DGA, DGU und BvDU sehen dringlichen Handlungsbedarf. „Fruchtbarkeitsstörungen gehören heute zu den sogenannten Volkskrankheiten“, sagt DGA-Präsidentin Prof. Sabine Kliesch. „Da die Fruchtbarkeit durch sozioökonomische Faktoren, aber auch durch Umwelteinflüsse und angeborene Störungen negativ beeinflusst wird, steigt auch die Zahl der Fertilitätsbehandlungen. Eine leitliniengerechte Untersuchung des infertilen Mannes, als Voraussetzung für eine medizinisch begründete Therapieempfehlung für das Paar im Rahmen der interdisziplinären Indikationsstellung zu assistierten Reproduktionsverfahren, muss deshalb in der andrologischen Versorgung flächendeckend für jeden Patienten gewährleistet sein. Konsentierte Diagnostik kann unnötige reproduktionsmedizinische Behandlungen der Frauen verhindern.“ Vor diesem Hintergrund gelte es, so betonen die Verfasser des Konsenspapiers, eine extrabudgetäre Vergütung für die spezifischen Leistungen bei der Diagnostik der männlichen Infertilität sicherzustellen.

*AUFGABE A*:
Erkläre mithilfe des Textauszugs über männliche Unfruchtbarkeit in ein bis drei Sätzen, warum laut Prof. Sabine Kliesch eine leitliniengerechte Untersuchung des infertilen Mannes flächendeckend für jeden Patienten gewährleistet sein muss.
*AUFGABE B*:
Setze den Textauszug über männliche Unfruchtbarkeit im Anschluss an seinen letzten Satz fort.
Die nachstehenden Daten stehen in keinem Zusammenhang mit dem Textauszug.

*ANGEZEIGTE EINTRÄGE*:
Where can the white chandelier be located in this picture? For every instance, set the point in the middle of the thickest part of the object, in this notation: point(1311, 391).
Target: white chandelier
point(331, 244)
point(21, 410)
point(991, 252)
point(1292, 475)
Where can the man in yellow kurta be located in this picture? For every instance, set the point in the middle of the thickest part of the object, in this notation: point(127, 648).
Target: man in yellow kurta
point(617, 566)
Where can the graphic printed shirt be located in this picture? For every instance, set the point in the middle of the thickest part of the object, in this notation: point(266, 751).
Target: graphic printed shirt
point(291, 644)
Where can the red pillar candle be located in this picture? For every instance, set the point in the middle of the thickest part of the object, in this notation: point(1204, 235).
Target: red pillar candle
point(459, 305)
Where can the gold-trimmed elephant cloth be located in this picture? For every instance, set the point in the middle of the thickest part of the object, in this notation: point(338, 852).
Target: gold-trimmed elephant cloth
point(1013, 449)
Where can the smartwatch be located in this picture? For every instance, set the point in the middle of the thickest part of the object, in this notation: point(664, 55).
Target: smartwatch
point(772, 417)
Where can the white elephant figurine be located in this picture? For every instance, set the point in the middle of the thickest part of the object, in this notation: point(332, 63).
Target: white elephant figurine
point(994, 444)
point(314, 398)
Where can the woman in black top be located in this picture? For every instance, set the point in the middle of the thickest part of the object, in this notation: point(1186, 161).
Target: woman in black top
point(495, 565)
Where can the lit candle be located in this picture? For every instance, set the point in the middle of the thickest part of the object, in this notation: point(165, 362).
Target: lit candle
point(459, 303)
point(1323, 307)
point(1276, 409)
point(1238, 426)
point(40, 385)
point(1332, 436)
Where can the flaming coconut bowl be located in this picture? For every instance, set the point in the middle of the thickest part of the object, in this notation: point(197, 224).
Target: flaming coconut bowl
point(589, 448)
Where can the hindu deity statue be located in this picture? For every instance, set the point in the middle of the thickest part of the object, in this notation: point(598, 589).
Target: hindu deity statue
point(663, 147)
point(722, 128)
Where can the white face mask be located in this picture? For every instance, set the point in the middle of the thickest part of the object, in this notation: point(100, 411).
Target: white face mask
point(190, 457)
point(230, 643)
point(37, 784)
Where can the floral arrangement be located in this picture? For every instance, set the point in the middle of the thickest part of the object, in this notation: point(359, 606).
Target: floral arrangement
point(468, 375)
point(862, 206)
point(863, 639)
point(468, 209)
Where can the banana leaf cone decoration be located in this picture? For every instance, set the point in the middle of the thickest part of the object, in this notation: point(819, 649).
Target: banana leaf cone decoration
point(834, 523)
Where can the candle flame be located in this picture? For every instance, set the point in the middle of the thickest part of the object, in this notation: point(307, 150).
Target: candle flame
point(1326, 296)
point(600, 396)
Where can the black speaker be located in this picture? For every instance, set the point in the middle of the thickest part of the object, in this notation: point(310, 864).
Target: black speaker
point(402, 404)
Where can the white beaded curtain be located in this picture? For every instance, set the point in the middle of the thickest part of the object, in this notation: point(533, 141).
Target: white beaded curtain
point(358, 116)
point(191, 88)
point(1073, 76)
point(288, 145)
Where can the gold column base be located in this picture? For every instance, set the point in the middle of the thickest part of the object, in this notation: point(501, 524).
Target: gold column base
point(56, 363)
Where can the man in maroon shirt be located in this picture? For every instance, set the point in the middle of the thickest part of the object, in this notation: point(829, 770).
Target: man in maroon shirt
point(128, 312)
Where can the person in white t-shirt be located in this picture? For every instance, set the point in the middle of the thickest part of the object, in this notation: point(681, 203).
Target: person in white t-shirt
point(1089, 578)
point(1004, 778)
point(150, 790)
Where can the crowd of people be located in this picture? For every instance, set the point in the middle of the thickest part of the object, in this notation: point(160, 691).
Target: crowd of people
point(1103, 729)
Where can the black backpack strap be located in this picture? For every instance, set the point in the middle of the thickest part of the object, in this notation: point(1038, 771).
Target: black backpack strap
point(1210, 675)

*LÖSUNG A*:
Sozioökonomische Faktoren, Umwelteinflüsse und angeborene Störungen beeinflussen die Fruchtbarkeit negativ, sodass die Zahl der Fertilitätsbehandlungen steigt. Die leitliniengerechte Untersuchung ist Voraussetzung für eine medizinisch begründete Therapieempfehlung für das Paar bei der interdisziplinären Indikationsstellung zu assistierten Reproduktionsverfahren.

*LÖSUNG B*:
Relevante Regelwerke

Als ein interdisziplinäres Teilgebiet der Urologie befasst sich die Andrologie u.a. mit der reproduktiven Gesundheit des Mannes. Die rechtlichen Grundlagen für die Untersuchung des infertilen Mannes sind in mehreren Richtlinien der Bundesärztekammer (BÄK) und des Gemeinsamen Bundesausschusses (G-BA) verankert. Dabei hebt die Richtlinie des G-BA zur Kostenerstattung von ärztlichen Maßnahmen zur künstlichen Befruchtung (KB-RL) von 2017 die Rolle der andrologischen Diagnostik hervor. Zwei Spermiogramme, die nach den WHO-Richtlinien durchgeführt werden, sind Voraussetzung für eine Kostenübernahme. Die Richtlinie der BÄK zur Entnahme und Übertragung von menschlichen Keimzellen oder Keimzellgewebe im Rahmen der assistierten Reproduktion fordert ebenfalls eine qualifizierte Untersuchung des Mannes durch Ärzte mit der Zusatzbezeichnung Andrologie. Die Richtlinie der Bundesärztekammer zur Qualitätssicherung laboratoriumsmedizinischer Untersuchungen (Rili-BÄK) setzt den Rahmen im Bereich der insbesondere andrologisch relevanten Labordiagnostik. Und auch die 2021 in Kraft getretene Richtlinie des G-BA zur Kryokonservierung von Ei- und Samenzellen sowie Keimzellgewebe sowie entsprechende medizinische Maßnahmen wegen keimzellschädigender Therapie (Kryo-RL) definiert Anforderungen an die medizinische Diagnostik.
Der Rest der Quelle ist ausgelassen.